Stored records:
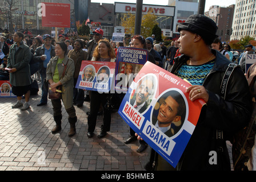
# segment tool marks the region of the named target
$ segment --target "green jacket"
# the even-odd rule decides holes
[[[31,53],[29,46],[24,44],[23,42],[17,51],[16,43],[10,48],[6,67],[17,69],[17,71],[10,73],[10,83],[13,86],[21,86],[29,85],[31,84],[30,76],[30,62]]]
[[[46,80],[53,79],[54,75],[55,69],[57,64],[58,56],[53,57],[50,60],[46,68]],[[69,60],[69,62],[67,61]],[[64,71],[64,65],[67,64],[67,69],[63,78],[61,79]],[[69,109],[73,106],[73,86],[74,80],[73,75],[75,70],[75,65],[72,59],[66,56],[61,64],[57,65],[59,81],[62,85],[62,101],[66,109]]]

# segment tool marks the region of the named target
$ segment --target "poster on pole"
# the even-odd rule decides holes
[[[118,93],[126,93],[148,57],[149,52],[146,49],[126,47],[118,48],[115,83],[115,89]]]
[[[115,76],[115,62],[82,61],[75,88],[109,92]]]
[[[0,80],[0,97],[16,97],[9,80]]]
[[[118,110],[123,120],[175,167],[205,102],[191,102],[191,84],[147,61],[129,88]]]
[[[245,56],[245,72],[247,73],[250,67],[256,63],[256,54]]]
[[[125,39],[125,33],[115,33],[112,35],[112,41],[113,42],[123,42]]]
[[[42,16],[42,26],[70,28],[70,5],[43,2],[43,11],[45,16]]]

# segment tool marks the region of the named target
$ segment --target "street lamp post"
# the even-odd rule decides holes
[[[137,0],[134,35],[141,34],[141,19],[142,16],[142,5],[143,0]]]

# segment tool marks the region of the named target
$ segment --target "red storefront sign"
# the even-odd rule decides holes
[[[44,2],[42,26],[70,28],[70,5]],[[43,14],[44,12],[43,12]]]

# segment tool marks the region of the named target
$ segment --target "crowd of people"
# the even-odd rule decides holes
[[[56,123],[51,133],[55,134],[62,129],[62,102],[70,125],[69,136],[75,135],[77,117],[74,106],[82,107],[86,99],[89,98],[87,136],[94,136],[97,115],[102,112],[103,123],[98,138],[104,137],[111,126],[111,111],[105,107],[110,94],[101,94],[75,87],[82,61],[115,62],[119,46],[146,49],[149,53],[147,61],[191,83],[192,86],[186,91],[189,93],[191,101],[201,98],[207,104],[202,110],[198,124],[176,168],[150,148],[147,169],[230,170],[229,158],[226,158],[221,164],[210,165],[209,152],[212,150],[212,138],[217,130],[223,131],[227,134],[226,137],[234,134],[246,125],[251,115],[251,98],[245,71],[239,67],[234,70],[224,99],[219,93],[221,81],[233,57],[229,45],[222,44],[218,39],[217,27],[214,22],[204,15],[193,15],[185,22],[179,23],[178,30],[179,38],[172,42],[168,48],[164,43],[156,43],[154,35],[147,38],[134,35],[129,45],[126,45],[125,42],[115,44],[103,38],[103,31],[100,28],[93,32],[93,39],[87,42],[81,39],[62,38],[58,42],[54,42],[49,34],[37,36],[31,42],[31,35],[28,30],[23,33],[15,32],[13,39],[12,36],[7,40],[1,37],[1,42],[4,42],[1,44],[1,49],[3,52],[7,51],[5,48],[8,49],[8,52],[4,52],[6,56],[3,59],[1,71],[7,74],[5,76],[9,77],[13,93],[17,96],[17,101],[12,108],[29,108],[31,73],[38,71],[42,82],[42,97],[37,106],[47,104],[49,89],[54,92],[62,92],[61,98],[51,100]],[[245,55],[252,53],[250,52],[251,46],[246,47]],[[241,58],[241,65],[244,62],[243,57],[244,56]],[[6,72],[5,68],[9,68],[9,71]],[[152,85],[150,88],[153,86]],[[143,93],[143,97],[146,98],[150,93],[150,89],[148,89]],[[22,101],[23,96],[25,98],[24,104]],[[173,101],[173,98],[167,97],[165,102],[167,104]],[[137,102],[139,112],[144,102],[134,101]],[[163,110],[164,106],[161,105],[161,109]],[[177,112],[173,112],[172,114],[177,114]],[[158,121],[158,127],[163,125],[161,121]],[[146,142],[131,128],[130,134],[129,138],[124,141],[126,144],[138,139],[138,152],[142,152],[148,147]],[[224,154],[227,154],[226,147],[223,146],[223,150]]]

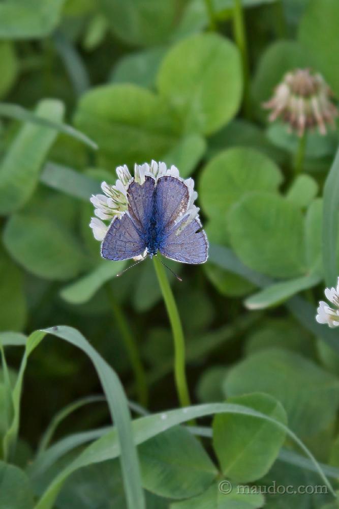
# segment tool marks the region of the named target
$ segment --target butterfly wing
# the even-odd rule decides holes
[[[146,177],[142,185],[133,181],[127,189],[129,213],[141,234],[145,232],[152,213],[154,187],[154,179]]]
[[[145,242],[128,214],[113,220],[101,244],[101,256],[107,260],[133,258],[143,252]]]
[[[165,175],[158,179],[156,200],[163,228],[170,229],[178,216],[186,211],[189,197],[187,186],[179,179]]]
[[[204,263],[207,259],[208,242],[198,219],[194,219],[180,231],[181,219],[166,237],[160,250],[162,254],[183,263]],[[179,232],[179,233],[178,233]]]

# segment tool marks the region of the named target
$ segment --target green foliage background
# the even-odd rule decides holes
[[[337,488],[339,335],[315,317],[339,272],[338,132],[309,134],[296,176],[297,137],[261,105],[298,67],[339,97],[338,25],[337,0],[0,2],[0,508],[338,506],[329,489],[236,487]],[[167,411],[173,345],[150,261],[117,279],[126,264],[102,260],[88,228],[100,183],[151,159],[195,179],[210,244],[203,266],[170,264],[203,405],[184,414]],[[59,340],[26,340],[59,324]]]

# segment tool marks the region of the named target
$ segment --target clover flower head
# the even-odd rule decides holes
[[[297,69],[285,75],[273,97],[263,107],[272,110],[270,122],[281,117],[299,136],[316,125],[320,134],[325,135],[326,124],[333,126],[338,115],[331,101],[332,96],[331,89],[321,74],[309,69]]]
[[[189,202],[186,210],[183,210],[176,218],[175,223],[184,218],[180,224],[178,235],[186,227],[198,216],[199,208],[194,205],[198,194],[194,191],[194,181],[193,179],[184,180],[180,178],[179,170],[173,165],[167,168],[164,162],[152,161],[150,164],[135,164],[134,175],[130,174],[126,165],[119,166],[116,169],[118,179],[114,185],[111,185],[104,182],[101,189],[104,194],[93,195],[90,202],[95,207],[96,217],[93,217],[89,223],[93,230],[93,235],[97,240],[103,240],[108,229],[109,225],[104,221],[110,222],[117,217],[128,213],[128,190],[131,184],[135,181],[142,185],[146,177],[151,177],[156,182],[162,177],[168,175],[175,177],[184,182],[189,191]]]
[[[318,323],[327,324],[331,328],[339,325],[339,277],[336,288],[326,288],[325,295],[326,299],[333,304],[333,307],[327,302],[321,300],[318,308],[316,320]]]

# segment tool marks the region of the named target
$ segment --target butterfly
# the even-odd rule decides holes
[[[103,258],[152,258],[159,251],[177,262],[206,262],[208,242],[188,182],[170,175],[148,174],[142,182],[132,179],[126,189],[128,210],[109,227],[101,244]]]

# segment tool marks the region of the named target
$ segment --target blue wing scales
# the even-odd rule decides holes
[[[183,263],[204,263],[207,259],[208,242],[200,221],[194,219],[177,235],[184,218],[172,229],[160,249],[162,254]]]
[[[101,255],[107,260],[128,260],[141,254],[145,248],[144,240],[126,213],[111,223],[101,244]]]

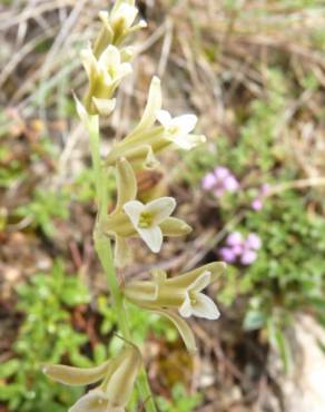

Given task: Rewrite all the records with "segment tool" renamed to "outline tool" and everything else unchanged. Leave the pictures out of your answer.

Written solution:
# outline tool marks the region of the named target
$ segment --target "green jacket"
# the even-odd rule decides holes
[[[31,53],[29,46],[24,44],[23,42],[17,51],[16,43],[10,48],[6,67],[17,69],[17,71],[10,73],[10,83],[13,86],[21,86],[29,85],[31,84],[30,76],[30,62]]]
[[[46,80],[53,79],[54,75],[55,69],[57,64],[58,56],[53,57],[50,60],[46,68]],[[69,60],[69,62],[67,61]],[[64,71],[64,65],[67,64],[67,69],[63,78],[61,79]],[[69,109],[73,106],[73,86],[74,80],[73,75],[75,70],[75,65],[72,59],[66,56],[61,64],[57,65],[59,81],[62,85],[62,101],[66,109]]]

# outline tool marks the region of the named target
$ segment --target "poster on pole"
# the even-odd rule decides holes
[[[118,93],[126,93],[148,57],[149,52],[146,49],[126,47],[118,48],[115,83],[115,89]]]
[[[115,76],[115,62],[82,61],[75,88],[109,92]]]
[[[0,80],[0,97],[16,97],[9,80]]]
[[[118,110],[123,120],[175,167],[205,102],[191,102],[191,84],[147,61],[129,88]]]
[[[245,56],[245,72],[247,73],[250,67],[256,63],[256,54]]]
[[[125,39],[125,33],[115,33],[112,35],[112,41],[113,42],[123,42]]]
[[[42,16],[42,26],[70,28],[70,5],[43,2],[43,11],[45,16]]]

# outline tool marks the region of the named target
$ segment --target "street lamp post"
# the even-odd rule decides holes
[[[137,0],[134,35],[141,34],[141,19],[142,16],[142,5],[143,0]]]

# outline tool marks the region of the named target
$ segment --target "red storefront sign"
# the even-odd rule decides holes
[[[44,2],[42,26],[70,28],[70,5]],[[43,14],[44,12],[43,12]]]

# outline tool marks the region of the named target
$ segment --target "crowd of people"
# the even-odd rule decides holes
[[[56,123],[51,133],[55,134],[62,129],[62,102],[70,125],[69,136],[75,135],[77,117],[74,106],[82,107],[86,99],[89,98],[87,136],[94,136],[97,115],[102,112],[103,123],[98,138],[104,137],[111,126],[111,111],[105,107],[110,94],[101,94],[75,87],[82,61],[115,62],[119,46],[146,49],[149,53],[147,61],[191,83],[192,86],[186,91],[189,93],[191,101],[201,98],[207,104],[202,110],[198,124],[176,168],[150,148],[147,169],[230,170],[229,158],[226,158],[221,164],[210,165],[209,152],[212,150],[212,138],[217,130],[223,131],[227,134],[226,137],[234,134],[246,125],[251,115],[251,98],[245,71],[239,67],[234,70],[224,99],[219,93],[221,81],[233,57],[229,45],[222,44],[218,39],[217,27],[214,22],[204,15],[193,15],[185,22],[179,23],[178,30],[179,38],[172,42],[168,48],[164,43],[156,43],[154,35],[147,38],[134,35],[129,45],[126,45],[125,42],[115,44],[103,38],[103,31],[100,28],[93,32],[93,39],[87,42],[81,39],[62,38],[58,42],[54,42],[49,34],[37,36],[31,42],[31,35],[28,30],[23,33],[15,32],[13,39],[12,36],[7,40],[1,37],[1,42],[4,42],[1,44],[1,49],[3,52],[7,51],[5,48],[8,49],[8,52],[4,52],[6,56],[3,59],[1,71],[7,74],[5,76],[9,77],[13,93],[17,96],[17,101],[12,108],[29,108],[31,73],[38,71],[42,82],[42,97],[37,106],[47,104],[49,89],[54,92],[62,92],[61,98],[51,100]],[[245,55],[252,53],[250,52],[251,46],[246,47]],[[241,58],[241,65],[244,62],[243,57],[244,56]],[[6,72],[5,68],[9,68],[9,71]],[[152,85],[150,88],[153,86]],[[143,93],[143,97],[146,98],[150,93],[150,89],[148,89]],[[22,101],[23,96],[25,98],[24,104]],[[173,101],[173,98],[167,97],[165,102],[167,104]],[[137,102],[139,112],[144,102],[134,101]],[[163,110],[164,106],[161,105],[161,109]],[[177,112],[173,112],[172,114],[177,114]],[[158,121],[158,127],[163,125],[161,121]],[[146,142],[131,128],[130,134],[129,138],[124,141],[126,144],[138,139],[138,152],[142,152],[148,147]],[[224,154],[227,154],[226,147],[223,146],[223,150]]]

# outline tool marks the region of the named target
$ segment --target butterfly wing
# the even-odd rule decides holes
[[[146,177],[142,185],[133,181],[127,189],[129,213],[141,234],[145,232],[152,213],[154,187],[154,179]]]
[[[145,242],[128,214],[113,220],[101,244],[101,256],[107,260],[133,258],[143,252]]]
[[[165,175],[158,179],[156,200],[163,228],[170,229],[178,216],[186,211],[189,197],[187,186],[179,179]]]
[[[204,263],[207,259],[208,242],[198,219],[194,219],[180,231],[181,219],[166,237],[160,250],[162,254],[183,263]],[[179,232],[179,233],[178,233]]]

# outline tool marks the region of the named target
$ segment --target green foliage background
# the even-odd rule decides holes
[[[337,488],[339,335],[315,317],[339,272],[338,132],[309,134],[296,176],[297,137],[261,105],[298,67],[339,97],[338,25],[337,0],[0,2],[0,508],[338,506],[329,489],[236,487]],[[167,411],[173,345],[150,261],[117,279],[126,264],[102,260],[88,228],[100,183],[151,159],[195,179],[210,244],[203,266],[170,264],[203,405],[184,414]],[[59,340],[26,340],[59,324]]]

# outline tool marks the region of the named target
$ segment --target clover flower head
# the even-odd rule decides holes
[[[297,69],[285,75],[273,97],[263,107],[272,110],[270,122],[281,117],[299,136],[316,125],[320,134],[325,135],[326,124],[333,126],[338,115],[331,101],[332,96],[331,89],[321,74],[309,69]]]
[[[189,202],[186,210],[183,210],[176,218],[175,223],[184,218],[180,224],[178,235],[186,227],[198,216],[199,208],[194,205],[198,194],[194,191],[194,181],[193,179],[184,180],[180,178],[179,170],[173,165],[167,168],[164,162],[152,161],[150,164],[135,164],[134,175],[130,174],[126,165],[119,166],[116,169],[118,179],[114,185],[111,185],[104,182],[101,189],[104,194],[93,195],[90,202],[95,207],[96,217],[93,217],[89,223],[93,230],[93,235],[97,240],[103,240],[108,229],[109,225],[104,221],[110,222],[117,217],[128,213],[128,190],[131,184],[135,181],[142,185],[146,177],[151,177],[156,182],[162,177],[168,175],[175,177],[184,182],[189,191]]]
[[[318,323],[327,324],[331,328],[339,325],[339,277],[336,288],[326,288],[325,295],[326,299],[333,304],[333,307],[327,302],[321,300],[318,308],[316,320]]]

# outline tool marks the region of the named target
$ segment --target butterfly
# the even-odd rule decides holes
[[[103,258],[152,258],[159,251],[177,262],[206,262],[208,242],[188,182],[170,175],[148,174],[142,182],[132,179],[126,189],[128,210],[109,227],[101,244]]]

# outline tool marks the region of the named target
$ segment --target blue wing scales
# the even-odd rule decides holes
[[[183,263],[204,263],[207,259],[208,242],[200,221],[194,219],[177,235],[184,218],[172,229],[160,249],[162,254]]]
[[[101,255],[107,260],[128,260],[141,254],[145,248],[144,240],[126,213],[111,223],[101,244]]]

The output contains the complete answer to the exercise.